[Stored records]

- Opening Delimiter -

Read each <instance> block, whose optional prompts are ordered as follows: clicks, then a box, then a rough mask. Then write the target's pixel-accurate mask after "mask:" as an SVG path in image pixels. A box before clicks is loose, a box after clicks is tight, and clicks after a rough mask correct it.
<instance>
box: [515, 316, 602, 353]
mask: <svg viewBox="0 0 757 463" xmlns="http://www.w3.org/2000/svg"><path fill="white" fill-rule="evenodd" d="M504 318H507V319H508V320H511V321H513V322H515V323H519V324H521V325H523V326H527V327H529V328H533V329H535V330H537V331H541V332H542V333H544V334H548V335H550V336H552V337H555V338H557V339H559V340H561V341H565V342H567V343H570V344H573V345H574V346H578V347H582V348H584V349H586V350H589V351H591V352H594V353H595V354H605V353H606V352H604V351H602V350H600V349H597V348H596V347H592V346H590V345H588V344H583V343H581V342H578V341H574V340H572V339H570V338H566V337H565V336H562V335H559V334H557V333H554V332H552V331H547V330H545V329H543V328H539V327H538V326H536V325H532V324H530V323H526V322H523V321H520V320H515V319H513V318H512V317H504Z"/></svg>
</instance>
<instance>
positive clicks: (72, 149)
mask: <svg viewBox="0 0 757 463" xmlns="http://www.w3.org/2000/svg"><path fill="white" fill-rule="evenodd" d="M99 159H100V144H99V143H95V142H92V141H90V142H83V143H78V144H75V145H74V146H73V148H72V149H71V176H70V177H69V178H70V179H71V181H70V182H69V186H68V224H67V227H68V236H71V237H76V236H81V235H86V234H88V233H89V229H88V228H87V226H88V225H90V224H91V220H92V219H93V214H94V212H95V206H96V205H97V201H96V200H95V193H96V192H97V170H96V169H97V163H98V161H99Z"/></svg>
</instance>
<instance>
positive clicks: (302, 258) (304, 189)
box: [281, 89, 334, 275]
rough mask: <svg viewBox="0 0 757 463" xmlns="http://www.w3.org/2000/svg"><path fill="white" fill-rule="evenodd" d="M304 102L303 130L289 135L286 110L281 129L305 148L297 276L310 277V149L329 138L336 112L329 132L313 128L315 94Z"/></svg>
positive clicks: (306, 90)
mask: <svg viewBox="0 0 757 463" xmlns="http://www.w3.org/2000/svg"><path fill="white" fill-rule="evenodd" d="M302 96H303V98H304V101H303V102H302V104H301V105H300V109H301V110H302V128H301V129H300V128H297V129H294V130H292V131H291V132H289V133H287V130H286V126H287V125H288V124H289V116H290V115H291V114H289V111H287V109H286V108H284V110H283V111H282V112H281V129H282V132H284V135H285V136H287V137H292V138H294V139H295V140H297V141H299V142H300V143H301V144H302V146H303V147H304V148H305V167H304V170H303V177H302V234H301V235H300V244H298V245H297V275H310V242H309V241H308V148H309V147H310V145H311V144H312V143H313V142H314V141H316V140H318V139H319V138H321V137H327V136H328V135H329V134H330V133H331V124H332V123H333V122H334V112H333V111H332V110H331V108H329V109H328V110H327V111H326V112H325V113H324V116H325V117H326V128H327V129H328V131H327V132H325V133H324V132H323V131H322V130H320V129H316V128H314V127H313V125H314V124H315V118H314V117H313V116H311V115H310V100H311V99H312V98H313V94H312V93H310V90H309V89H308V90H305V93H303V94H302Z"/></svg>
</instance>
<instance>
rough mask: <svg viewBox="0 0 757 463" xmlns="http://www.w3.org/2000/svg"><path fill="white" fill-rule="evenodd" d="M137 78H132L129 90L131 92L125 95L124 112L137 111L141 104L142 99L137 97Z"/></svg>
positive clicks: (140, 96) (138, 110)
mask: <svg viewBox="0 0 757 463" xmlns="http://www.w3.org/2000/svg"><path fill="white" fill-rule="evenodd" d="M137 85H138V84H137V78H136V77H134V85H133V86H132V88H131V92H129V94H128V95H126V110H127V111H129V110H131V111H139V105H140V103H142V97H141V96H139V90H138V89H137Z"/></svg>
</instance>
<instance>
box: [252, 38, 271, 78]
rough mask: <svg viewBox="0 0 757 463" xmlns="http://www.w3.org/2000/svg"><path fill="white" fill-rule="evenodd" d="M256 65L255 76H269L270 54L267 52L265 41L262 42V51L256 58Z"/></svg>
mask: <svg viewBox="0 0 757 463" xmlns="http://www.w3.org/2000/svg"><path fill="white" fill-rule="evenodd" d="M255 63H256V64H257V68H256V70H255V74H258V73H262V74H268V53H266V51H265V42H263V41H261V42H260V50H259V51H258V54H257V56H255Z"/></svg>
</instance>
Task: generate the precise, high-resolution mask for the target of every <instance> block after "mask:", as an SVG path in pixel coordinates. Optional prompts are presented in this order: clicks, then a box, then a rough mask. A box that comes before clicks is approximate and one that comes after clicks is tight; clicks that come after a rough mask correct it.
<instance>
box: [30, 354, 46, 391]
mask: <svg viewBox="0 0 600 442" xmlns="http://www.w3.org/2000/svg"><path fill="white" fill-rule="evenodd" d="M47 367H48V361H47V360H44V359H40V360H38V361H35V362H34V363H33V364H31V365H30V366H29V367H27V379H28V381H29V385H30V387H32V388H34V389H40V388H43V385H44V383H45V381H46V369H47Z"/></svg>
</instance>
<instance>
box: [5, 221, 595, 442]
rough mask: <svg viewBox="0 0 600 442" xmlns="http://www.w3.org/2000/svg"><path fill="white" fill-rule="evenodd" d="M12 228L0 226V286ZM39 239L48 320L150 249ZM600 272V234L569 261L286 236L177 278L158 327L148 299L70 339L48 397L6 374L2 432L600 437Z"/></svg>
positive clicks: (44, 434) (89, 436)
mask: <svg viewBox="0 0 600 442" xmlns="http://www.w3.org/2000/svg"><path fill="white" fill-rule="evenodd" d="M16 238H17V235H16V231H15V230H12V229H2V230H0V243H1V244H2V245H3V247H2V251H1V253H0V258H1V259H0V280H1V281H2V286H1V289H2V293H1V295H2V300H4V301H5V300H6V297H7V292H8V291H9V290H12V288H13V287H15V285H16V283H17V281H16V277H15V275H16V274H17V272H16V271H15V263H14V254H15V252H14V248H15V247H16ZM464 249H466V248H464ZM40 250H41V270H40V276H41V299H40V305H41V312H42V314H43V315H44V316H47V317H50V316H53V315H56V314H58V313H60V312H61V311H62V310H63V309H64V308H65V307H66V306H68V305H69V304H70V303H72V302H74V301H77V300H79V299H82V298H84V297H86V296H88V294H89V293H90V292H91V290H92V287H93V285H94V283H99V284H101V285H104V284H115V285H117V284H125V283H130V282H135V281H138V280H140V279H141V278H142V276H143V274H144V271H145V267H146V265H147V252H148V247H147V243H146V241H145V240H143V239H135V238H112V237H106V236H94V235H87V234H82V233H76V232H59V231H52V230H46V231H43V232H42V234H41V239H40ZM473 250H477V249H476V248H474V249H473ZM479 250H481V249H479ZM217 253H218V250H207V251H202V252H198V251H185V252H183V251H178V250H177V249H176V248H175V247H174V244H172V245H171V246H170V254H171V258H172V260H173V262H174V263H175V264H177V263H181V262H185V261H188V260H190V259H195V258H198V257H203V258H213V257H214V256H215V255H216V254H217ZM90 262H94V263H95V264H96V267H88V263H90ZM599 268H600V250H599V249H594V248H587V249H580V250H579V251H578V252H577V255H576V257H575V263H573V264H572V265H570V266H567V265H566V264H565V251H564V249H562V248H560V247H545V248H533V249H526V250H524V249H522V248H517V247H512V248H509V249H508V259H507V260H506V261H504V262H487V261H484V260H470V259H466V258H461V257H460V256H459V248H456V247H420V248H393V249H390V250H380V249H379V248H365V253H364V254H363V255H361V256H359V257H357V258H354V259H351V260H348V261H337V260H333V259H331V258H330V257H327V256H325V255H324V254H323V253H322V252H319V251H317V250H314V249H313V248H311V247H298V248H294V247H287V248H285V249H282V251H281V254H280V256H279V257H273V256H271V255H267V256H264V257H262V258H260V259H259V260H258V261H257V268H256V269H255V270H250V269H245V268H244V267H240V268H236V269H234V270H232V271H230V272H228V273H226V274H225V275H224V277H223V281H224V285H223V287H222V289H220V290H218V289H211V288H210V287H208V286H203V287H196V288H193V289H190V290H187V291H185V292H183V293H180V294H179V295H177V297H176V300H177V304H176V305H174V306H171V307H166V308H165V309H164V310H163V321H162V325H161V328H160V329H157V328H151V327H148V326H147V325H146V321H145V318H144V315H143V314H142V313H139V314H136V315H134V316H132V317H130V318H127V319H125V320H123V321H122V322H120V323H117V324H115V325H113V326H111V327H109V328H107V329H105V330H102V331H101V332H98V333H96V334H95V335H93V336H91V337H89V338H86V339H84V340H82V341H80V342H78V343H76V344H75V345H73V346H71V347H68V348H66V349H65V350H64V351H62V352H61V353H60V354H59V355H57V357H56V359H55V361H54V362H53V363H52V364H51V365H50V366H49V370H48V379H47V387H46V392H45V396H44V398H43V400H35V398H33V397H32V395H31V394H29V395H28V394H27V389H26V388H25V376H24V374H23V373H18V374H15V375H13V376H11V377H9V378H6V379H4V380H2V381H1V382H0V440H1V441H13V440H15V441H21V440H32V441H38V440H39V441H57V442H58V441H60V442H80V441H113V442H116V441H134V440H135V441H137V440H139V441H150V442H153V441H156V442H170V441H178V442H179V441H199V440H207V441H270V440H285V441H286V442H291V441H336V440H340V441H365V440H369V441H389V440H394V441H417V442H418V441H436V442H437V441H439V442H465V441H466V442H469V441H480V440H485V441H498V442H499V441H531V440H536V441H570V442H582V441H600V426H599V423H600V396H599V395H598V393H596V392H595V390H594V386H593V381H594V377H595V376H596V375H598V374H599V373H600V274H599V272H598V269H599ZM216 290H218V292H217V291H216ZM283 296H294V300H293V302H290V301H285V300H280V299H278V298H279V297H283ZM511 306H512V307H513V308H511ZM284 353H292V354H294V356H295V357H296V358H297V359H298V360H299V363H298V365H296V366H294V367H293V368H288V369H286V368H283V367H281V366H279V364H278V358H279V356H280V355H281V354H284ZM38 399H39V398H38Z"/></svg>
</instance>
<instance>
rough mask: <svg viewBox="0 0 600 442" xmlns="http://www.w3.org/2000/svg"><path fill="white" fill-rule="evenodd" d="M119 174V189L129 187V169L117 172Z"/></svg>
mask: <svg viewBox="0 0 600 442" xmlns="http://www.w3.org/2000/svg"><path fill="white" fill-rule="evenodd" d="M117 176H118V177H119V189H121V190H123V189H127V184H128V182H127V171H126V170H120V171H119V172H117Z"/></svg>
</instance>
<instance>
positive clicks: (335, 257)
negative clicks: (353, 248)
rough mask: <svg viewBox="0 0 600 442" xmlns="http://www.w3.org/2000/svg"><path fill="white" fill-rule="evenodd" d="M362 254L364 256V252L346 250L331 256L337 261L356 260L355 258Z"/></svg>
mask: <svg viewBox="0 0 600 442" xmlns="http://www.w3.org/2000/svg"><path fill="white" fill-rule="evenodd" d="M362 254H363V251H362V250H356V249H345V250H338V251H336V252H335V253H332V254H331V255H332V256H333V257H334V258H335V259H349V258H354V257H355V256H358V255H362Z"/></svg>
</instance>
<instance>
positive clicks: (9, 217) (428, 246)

- Closing Delimiter -

[Aim of the task]
All that is wanted is the number of lines in the records that include the string "after".

[Your response]
2